Entries for labeling object positions
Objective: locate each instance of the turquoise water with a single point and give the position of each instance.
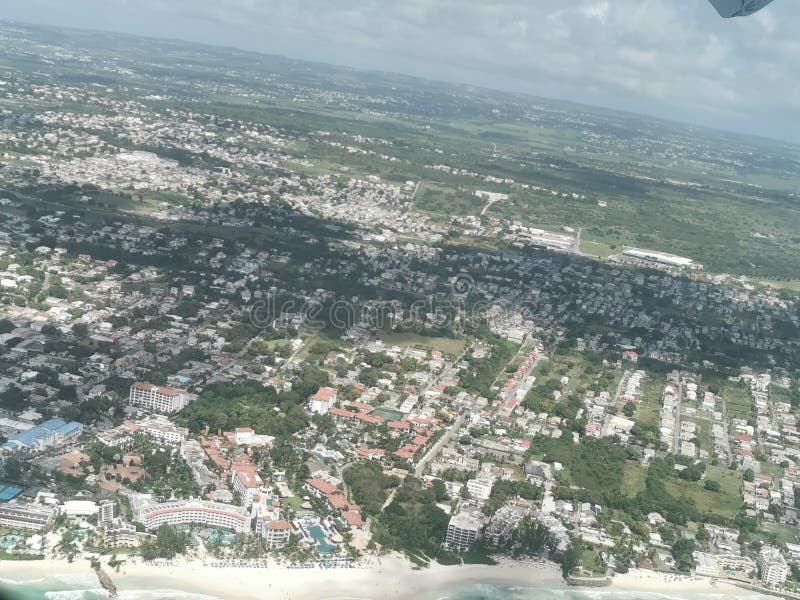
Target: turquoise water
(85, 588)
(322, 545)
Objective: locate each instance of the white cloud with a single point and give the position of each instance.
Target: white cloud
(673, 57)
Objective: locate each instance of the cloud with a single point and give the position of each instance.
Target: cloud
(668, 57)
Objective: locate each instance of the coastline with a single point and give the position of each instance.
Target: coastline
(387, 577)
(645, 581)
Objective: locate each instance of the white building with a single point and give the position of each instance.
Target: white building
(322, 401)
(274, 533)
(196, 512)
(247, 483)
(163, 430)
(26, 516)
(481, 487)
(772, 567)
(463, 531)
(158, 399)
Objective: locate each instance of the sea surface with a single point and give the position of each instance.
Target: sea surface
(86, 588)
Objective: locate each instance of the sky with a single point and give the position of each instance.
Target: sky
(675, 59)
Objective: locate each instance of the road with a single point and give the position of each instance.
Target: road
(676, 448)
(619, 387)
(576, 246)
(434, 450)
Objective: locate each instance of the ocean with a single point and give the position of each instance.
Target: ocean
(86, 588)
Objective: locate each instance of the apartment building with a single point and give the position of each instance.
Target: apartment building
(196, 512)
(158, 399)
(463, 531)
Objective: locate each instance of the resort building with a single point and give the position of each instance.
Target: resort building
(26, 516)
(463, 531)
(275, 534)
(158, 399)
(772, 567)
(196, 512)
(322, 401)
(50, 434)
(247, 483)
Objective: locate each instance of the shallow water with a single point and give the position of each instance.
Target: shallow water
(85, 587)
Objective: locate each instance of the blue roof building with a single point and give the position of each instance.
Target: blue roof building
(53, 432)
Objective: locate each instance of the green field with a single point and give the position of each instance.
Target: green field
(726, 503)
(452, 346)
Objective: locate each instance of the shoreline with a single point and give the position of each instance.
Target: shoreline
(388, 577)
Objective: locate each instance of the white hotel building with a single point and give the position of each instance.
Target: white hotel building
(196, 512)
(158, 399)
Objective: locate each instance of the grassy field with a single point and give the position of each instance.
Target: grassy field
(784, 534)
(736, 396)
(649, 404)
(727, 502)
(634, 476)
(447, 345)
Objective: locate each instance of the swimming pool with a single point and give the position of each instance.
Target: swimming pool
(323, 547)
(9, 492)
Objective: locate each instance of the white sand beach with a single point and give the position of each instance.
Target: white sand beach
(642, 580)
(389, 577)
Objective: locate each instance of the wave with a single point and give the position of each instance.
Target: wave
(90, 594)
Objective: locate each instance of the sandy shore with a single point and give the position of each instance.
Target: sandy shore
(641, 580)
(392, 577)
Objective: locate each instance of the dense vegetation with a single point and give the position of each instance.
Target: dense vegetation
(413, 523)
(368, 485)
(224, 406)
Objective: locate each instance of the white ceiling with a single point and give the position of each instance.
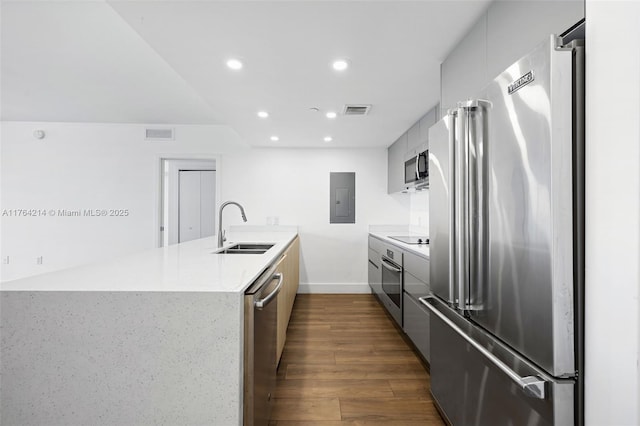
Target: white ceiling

* [Your objective]
Reproduce all of the data above, swapping every "grassy field" for "meadow" and changing nothing else. Omit the pictures from your answer.

* [Answer below]
Objective: locate each instance of the turquoise water with a single point and give the position of each instance.
Target: turquoise water
(85, 588)
(322, 545)
Objective: locate each instance of the white cloud with a single point and give the position of each instance.
Target: white cloud
(673, 57)
Objective: locate each instance of the cloud with a single point and give the position of each instance.
Target: cloud
(668, 57)
Objective: locate each instance of the coastline with a single point and give the position of each instance.
Target: coastline
(387, 577)
(645, 581)
Objective: locate each instance of the white building with a single point and give the position of each instance.
Target: white building
(322, 401)
(274, 533)
(196, 512)
(247, 483)
(163, 430)
(26, 516)
(481, 487)
(772, 567)
(463, 531)
(158, 399)
Objective: locate each instance of the sea surface with a single point and give the position of each instance.
Target: sea surface
(86, 588)
Objective: locate each instance of the sky with a single point and give the position of each instance.
Target: sky
(675, 59)
Objective: locate each instance of the road with a single point and give the position of each instance.
Target: road
(676, 448)
(619, 387)
(576, 246)
(434, 450)
Objective: locate each instance of the ocean with a single point and give the position of each instance.
Target: ocean
(86, 588)
Objective: locate each instance of the apartment building with a single point and give the position of each instance.
Target: apartment building
(196, 512)
(158, 399)
(463, 531)
Objective: locate each instance of the resort building with a single point and give the position of each instance.
Target: resort building
(26, 516)
(463, 531)
(275, 534)
(158, 399)
(772, 567)
(196, 512)
(322, 401)
(50, 434)
(247, 483)
Objective: locate each instance of the shallow water with a single point and give the position of each instance.
Target: shallow water
(85, 587)
Objective: locate each instance of the blue roof building with a single point and give the position of each instance.
Target: blue roof building
(53, 432)
Objective: locate each instance of the green field with a single point and give the position of each instance.
Target: green field
(726, 503)
(452, 346)
Objective: locate each instance of the shoreline with a single point and give the position of each instance.
Target: shoreline
(388, 577)
Objective: locate each instance of the white hotel building with a single point and give the position of each instance.
Target: white hotel building
(196, 512)
(158, 399)
Objective: locate each instance of the meadow with a single point and give the position of each instance.
Target: meadow
(784, 534)
(736, 396)
(649, 404)
(727, 502)
(634, 476)
(447, 345)
Objective: locate each instance of the swimming pool with a single point and give the position of each instance.
Target: swimming pool
(323, 547)
(9, 492)
Objective: locate each instance of the white sand beach with a single point and give the position of each instance.
Target: white sand beach
(642, 580)
(389, 577)
Objective: locate each instance of the wave with a single point and give the position of each instance.
Target: wave
(90, 594)
Objective: locate each instance of the sandy shore with a single point and give the position of each instance.
Target: sandy shore
(641, 580)
(392, 577)
Objective: locate each instance of the dense vegetation with a single point and give the position of each instance.
Target: dense vegetation
(413, 523)
(368, 485)
(224, 406)
Objective: locate each instance of the white ceiling with a single point and give the position of each instance.
Target: white ceiling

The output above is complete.